======== SUPPLIED DATA ========
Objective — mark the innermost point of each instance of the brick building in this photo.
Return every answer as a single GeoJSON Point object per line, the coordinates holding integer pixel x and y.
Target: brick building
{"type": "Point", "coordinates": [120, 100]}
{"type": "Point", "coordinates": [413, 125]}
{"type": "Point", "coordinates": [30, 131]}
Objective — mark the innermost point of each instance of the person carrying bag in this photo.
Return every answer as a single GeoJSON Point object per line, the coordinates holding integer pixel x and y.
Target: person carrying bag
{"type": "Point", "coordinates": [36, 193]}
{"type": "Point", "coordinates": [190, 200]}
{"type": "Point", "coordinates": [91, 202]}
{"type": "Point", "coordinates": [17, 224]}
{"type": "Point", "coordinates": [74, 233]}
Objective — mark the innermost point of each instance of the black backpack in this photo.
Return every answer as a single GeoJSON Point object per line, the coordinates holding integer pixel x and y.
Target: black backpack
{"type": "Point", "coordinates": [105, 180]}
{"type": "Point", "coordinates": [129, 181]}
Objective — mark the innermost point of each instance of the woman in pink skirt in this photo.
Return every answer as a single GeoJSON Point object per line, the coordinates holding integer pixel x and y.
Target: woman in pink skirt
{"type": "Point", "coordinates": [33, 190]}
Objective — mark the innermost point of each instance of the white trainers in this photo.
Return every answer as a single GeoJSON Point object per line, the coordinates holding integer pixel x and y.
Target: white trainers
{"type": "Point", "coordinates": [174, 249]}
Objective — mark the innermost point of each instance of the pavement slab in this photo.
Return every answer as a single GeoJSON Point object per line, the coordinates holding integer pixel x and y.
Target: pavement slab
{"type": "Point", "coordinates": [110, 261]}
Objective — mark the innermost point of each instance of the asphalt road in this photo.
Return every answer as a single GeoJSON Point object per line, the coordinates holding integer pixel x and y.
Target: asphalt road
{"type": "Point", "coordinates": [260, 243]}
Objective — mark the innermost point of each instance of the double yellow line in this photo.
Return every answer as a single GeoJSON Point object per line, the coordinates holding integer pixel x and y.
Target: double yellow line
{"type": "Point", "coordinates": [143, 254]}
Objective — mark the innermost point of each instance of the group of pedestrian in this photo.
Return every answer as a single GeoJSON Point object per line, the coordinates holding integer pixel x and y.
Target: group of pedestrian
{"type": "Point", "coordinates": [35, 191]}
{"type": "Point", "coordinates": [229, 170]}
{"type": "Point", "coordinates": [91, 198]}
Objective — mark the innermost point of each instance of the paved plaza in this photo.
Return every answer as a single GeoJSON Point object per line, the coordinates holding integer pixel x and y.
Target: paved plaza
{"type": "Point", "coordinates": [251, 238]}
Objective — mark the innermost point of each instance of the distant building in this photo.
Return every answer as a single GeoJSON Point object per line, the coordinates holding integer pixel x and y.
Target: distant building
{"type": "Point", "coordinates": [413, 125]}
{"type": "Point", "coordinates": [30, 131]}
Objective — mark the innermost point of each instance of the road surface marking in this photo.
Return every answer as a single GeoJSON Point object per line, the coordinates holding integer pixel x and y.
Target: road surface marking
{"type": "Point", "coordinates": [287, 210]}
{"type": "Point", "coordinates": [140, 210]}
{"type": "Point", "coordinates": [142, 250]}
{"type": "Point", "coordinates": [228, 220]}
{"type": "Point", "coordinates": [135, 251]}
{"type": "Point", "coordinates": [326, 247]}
========
# [GIVEN PROBLEM]
Turn every line of the material above into a JSON list of strings, one string per line, and leave out any blank lines.

# [EXPECTED ANSWER]
[
  "Objective — mark the innermost point of each instance of the brick building in this photo.",
  "Return every answer as a single GeoJSON Point object per line, the coordinates holding integer pixel x and y.",
  "Target: brick building",
  "{\"type\": \"Point\", \"coordinates\": [120, 100]}",
  "{\"type\": \"Point\", \"coordinates\": [413, 125]}",
  "{\"type\": \"Point\", \"coordinates\": [30, 131]}",
  "Objective — mark the innermost point of each instance of the person carrying bag in this photo.",
  "Return every answer as a single GeoJSON Point object per line, the coordinates holding integer pixel x and y.",
  "Target: person carrying bag",
  "{\"type\": \"Point\", \"coordinates\": [36, 193]}",
  "{\"type\": \"Point\", \"coordinates\": [190, 200]}",
  "{\"type\": \"Point\", \"coordinates\": [91, 202]}",
  "{\"type\": \"Point\", \"coordinates\": [17, 224]}",
  "{\"type\": \"Point\", \"coordinates\": [74, 233]}",
  "Objective — mark the innermost point of each instance of the black backpack in this photo.",
  "Return every answer as a single GeoJSON Point object per line, the coordinates holding integer pixel x and y.",
  "Target: black backpack",
  "{\"type\": \"Point\", \"coordinates\": [105, 180]}",
  "{\"type\": \"Point\", \"coordinates\": [129, 181]}",
  "Objective — mark the innermost point of each instance of the woman in pink skirt in this photo.",
  "Return every answer as a single GeoJSON Point object per line, the coordinates holding integer pixel x and y.",
  "Target: woman in pink skirt",
  "{\"type\": \"Point\", \"coordinates\": [33, 190]}",
  "Objective — mark the innermost point of each instance of the white trainers in this photo.",
  "Return every answer as a single GeoJSON Point object per line, the coordinates holding integer pixel x and y.",
  "Target: white trainers",
  "{\"type\": \"Point\", \"coordinates\": [174, 249]}",
  "Objective — mark the innermost point of each instance of the pavement slab in this photo.",
  "Return every answer as a single GeoJSON Point object per line, the coordinates holding integer pixel x and y.",
  "Target: pavement slab",
  "{\"type\": \"Point\", \"coordinates\": [110, 261]}",
  "Objective — mark the innermost point of each instance of the asphalt road in this photo.",
  "Return every answer as a single GeoJSON Point object per line, the coordinates holding integer pixel x and y.",
  "Target: asphalt road",
  "{\"type\": \"Point\", \"coordinates\": [260, 243]}",
  "Objective — mark the innermost point of each instance of the double yellow line in this photo.",
  "Return every answer as a single GeoJSON Point object per line, the coordinates holding integer pixel x and y.",
  "Target: double yellow line",
  "{\"type\": \"Point\", \"coordinates\": [143, 254]}",
  "Objective — mark the innermost point of each instance of the group of pedestrian in this photo.",
  "Return every answer as a single GeoJSON Point object per line, the coordinates holding integer pixel x and y.",
  "Target: group of pedestrian",
  "{\"type\": \"Point\", \"coordinates\": [35, 191]}",
  "{\"type\": \"Point\", \"coordinates\": [229, 170]}",
  "{\"type\": \"Point\", \"coordinates\": [91, 198]}",
  "Objective — mark the innermost point of each instance of the paved plaza in this photo.",
  "Return every answer as a single GeoJSON Point object per line, the coordinates holding integer pixel x and y.",
  "Target: paved plaza",
  "{\"type\": \"Point\", \"coordinates\": [251, 238]}",
  "Objective — mark the innermost point of each instance of the distant building in this photo.",
  "Return every answer as a single GeoJSON Point object per line, the coordinates holding integer pixel x and y.",
  "Target: distant building",
  "{\"type\": \"Point\", \"coordinates\": [413, 125]}",
  "{\"type\": \"Point\", \"coordinates\": [30, 131]}",
  "Objective — mark the innermost point of each instance of the road surface marking in this photo.",
  "Return every answer as a single GeoJSON Point object per line, the coordinates holding integer pixel x and y.",
  "Target: road surface marking",
  "{\"type\": \"Point\", \"coordinates\": [287, 210]}",
  "{\"type\": \"Point\", \"coordinates\": [140, 210]}",
  "{\"type\": \"Point\", \"coordinates\": [142, 250]}",
  "{\"type\": \"Point\", \"coordinates\": [228, 220]}",
  "{\"type\": \"Point\", \"coordinates\": [135, 251]}",
  "{\"type\": \"Point\", \"coordinates\": [326, 247]}"
]